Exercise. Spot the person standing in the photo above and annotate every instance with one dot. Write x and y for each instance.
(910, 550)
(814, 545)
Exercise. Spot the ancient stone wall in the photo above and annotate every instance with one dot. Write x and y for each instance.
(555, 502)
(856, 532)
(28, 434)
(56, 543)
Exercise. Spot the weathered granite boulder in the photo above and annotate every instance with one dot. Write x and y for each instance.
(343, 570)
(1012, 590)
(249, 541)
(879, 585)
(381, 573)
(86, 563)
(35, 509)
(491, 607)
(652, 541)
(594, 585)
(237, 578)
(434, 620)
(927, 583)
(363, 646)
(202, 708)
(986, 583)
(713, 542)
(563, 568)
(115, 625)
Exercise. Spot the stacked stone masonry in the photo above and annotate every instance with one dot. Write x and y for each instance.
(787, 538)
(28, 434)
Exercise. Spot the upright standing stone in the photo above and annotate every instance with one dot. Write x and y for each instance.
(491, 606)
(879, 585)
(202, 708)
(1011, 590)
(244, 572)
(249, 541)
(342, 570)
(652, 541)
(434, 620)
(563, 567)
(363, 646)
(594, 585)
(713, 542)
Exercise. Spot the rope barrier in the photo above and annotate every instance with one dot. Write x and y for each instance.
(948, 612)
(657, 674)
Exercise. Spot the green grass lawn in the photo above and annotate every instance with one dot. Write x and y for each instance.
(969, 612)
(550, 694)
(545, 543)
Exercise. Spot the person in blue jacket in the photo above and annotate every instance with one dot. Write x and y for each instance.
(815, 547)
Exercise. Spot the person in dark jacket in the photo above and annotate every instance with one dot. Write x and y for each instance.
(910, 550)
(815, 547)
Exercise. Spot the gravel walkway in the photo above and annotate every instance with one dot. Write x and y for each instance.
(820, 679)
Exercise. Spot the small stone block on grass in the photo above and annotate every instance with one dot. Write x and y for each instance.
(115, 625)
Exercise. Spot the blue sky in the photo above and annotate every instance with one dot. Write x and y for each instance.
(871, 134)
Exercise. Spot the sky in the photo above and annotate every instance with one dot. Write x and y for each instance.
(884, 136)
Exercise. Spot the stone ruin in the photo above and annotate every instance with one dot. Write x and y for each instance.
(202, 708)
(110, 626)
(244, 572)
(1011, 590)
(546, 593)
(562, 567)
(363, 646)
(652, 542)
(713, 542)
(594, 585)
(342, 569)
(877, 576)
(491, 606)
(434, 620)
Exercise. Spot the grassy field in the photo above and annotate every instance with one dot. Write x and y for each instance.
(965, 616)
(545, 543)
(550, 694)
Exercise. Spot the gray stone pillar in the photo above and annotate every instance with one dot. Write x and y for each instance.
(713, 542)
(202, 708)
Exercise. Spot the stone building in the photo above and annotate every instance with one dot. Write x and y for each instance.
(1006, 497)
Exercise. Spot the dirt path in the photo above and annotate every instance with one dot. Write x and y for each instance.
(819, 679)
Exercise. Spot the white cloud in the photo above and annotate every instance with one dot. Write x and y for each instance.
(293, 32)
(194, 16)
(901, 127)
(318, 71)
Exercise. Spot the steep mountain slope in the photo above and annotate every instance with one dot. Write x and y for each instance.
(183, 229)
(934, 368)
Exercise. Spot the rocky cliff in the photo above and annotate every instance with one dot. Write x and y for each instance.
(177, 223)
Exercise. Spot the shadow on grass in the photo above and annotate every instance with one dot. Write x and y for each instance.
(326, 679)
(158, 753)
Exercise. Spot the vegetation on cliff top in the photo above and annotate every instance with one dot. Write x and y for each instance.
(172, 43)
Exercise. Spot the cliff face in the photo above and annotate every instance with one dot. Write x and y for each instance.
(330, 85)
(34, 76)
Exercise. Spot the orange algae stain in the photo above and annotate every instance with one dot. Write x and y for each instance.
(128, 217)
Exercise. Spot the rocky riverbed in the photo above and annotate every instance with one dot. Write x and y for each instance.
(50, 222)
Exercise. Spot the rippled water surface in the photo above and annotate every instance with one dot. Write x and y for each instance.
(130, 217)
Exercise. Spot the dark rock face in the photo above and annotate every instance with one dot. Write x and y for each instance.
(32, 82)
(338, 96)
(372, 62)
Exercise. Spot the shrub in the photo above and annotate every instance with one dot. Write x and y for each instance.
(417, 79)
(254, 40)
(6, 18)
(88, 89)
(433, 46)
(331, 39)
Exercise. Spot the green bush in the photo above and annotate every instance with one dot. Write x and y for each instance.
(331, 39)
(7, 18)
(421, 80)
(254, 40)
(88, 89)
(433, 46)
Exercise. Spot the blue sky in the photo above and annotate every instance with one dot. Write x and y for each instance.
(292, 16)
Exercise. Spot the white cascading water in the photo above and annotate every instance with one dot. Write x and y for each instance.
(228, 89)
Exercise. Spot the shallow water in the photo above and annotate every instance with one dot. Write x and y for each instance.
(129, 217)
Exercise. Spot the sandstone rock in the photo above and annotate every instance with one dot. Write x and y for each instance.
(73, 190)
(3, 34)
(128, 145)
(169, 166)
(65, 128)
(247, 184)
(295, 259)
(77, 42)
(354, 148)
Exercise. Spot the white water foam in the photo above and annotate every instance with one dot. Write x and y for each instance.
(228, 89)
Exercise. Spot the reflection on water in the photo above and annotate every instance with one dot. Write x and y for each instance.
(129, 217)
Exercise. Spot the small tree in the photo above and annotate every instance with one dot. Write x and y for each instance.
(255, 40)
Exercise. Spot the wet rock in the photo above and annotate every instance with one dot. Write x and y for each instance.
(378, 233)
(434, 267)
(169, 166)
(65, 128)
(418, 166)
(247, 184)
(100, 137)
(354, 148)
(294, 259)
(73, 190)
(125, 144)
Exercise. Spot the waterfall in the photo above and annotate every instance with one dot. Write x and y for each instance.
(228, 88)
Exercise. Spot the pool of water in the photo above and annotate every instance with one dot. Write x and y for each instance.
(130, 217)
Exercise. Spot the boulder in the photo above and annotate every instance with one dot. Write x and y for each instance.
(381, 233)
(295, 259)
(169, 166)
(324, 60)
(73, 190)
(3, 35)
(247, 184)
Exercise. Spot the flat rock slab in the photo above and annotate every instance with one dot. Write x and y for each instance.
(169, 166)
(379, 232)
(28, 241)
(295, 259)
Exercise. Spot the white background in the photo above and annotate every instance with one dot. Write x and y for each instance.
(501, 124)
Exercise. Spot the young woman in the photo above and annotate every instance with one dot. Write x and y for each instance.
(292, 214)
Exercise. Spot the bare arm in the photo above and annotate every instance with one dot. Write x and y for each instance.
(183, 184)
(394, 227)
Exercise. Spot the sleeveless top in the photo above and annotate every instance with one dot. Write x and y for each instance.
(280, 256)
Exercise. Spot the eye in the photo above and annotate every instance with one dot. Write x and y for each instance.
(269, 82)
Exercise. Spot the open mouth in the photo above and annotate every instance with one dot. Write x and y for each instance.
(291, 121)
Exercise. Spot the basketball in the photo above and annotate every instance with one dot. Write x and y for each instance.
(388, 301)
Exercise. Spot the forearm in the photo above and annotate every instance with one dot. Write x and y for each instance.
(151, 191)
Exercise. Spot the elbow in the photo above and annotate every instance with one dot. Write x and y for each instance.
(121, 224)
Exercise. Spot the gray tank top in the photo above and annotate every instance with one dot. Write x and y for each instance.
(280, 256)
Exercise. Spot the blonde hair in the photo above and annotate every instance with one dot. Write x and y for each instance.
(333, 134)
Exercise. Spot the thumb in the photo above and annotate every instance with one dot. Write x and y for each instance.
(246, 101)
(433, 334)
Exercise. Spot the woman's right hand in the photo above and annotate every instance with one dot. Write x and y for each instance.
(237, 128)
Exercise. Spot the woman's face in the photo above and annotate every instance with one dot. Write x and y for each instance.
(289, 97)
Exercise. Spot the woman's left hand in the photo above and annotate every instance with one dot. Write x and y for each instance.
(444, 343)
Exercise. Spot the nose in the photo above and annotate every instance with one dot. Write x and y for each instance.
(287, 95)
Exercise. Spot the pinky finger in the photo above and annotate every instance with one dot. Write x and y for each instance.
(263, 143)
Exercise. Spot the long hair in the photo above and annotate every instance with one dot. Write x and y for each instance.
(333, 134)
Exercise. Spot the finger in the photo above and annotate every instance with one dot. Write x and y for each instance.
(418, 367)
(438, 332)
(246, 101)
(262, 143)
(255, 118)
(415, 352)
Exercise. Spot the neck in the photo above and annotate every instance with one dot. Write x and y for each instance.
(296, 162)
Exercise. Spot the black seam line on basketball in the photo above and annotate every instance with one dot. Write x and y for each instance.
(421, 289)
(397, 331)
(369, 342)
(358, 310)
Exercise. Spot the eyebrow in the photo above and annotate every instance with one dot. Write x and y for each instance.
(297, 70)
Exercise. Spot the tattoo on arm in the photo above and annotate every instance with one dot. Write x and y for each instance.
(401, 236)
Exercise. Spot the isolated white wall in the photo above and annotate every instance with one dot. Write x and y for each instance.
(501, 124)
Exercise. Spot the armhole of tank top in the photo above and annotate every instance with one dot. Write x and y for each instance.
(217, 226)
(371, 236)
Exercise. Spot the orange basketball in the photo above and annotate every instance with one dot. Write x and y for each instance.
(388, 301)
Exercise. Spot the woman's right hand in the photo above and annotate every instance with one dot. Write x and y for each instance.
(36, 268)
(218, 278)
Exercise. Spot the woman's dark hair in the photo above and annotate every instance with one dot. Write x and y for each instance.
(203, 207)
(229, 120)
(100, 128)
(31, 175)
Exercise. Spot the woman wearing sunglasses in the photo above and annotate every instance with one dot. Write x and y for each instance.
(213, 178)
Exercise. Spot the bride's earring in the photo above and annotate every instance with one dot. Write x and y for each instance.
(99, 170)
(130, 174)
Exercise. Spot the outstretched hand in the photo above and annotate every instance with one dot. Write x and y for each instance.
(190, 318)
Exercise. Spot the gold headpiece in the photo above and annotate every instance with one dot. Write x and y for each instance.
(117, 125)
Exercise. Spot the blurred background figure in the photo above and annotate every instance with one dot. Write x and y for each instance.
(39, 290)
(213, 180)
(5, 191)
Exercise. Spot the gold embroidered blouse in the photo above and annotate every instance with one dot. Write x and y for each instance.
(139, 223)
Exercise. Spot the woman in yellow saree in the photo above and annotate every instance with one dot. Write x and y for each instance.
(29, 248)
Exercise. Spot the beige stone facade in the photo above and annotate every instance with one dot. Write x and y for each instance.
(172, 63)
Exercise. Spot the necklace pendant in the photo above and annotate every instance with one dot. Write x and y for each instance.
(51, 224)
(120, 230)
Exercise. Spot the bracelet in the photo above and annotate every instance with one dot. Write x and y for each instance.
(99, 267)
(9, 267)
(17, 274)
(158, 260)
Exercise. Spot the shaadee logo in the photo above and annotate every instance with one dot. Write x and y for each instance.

* * *

[Given exercise]: Send back exactly the lines from the line with "Exercise. Spot the gold embroidered" through the end of the records.

[Solved problem]:
Exercise. Spot the gold embroidered blouse in the photo above and annotate every instance with one dot. Write x and y for each instance.
(139, 223)
Exercise. Spot the woman in yellow saree in the photo above and annotate every instance with one dot. Write x and y for each instance.
(29, 248)
Exercise. Spot the beige stone facade in the photo above and annotate every instance with one dot. Write x and y for each instance.
(172, 63)
Exercise. Spot the necklace pendant in the photo above and annotate every instance with one dot. Write x and y for each instance.
(51, 224)
(120, 230)
Exercise. Spot the bracelet in the photo above and annotate every instance with one dot. Write x and y for each instance.
(99, 267)
(9, 267)
(17, 274)
(158, 260)
Exercise. Spot the shaadee logo in the photo above and annotate every instance with one dot. Write x and y for each instance.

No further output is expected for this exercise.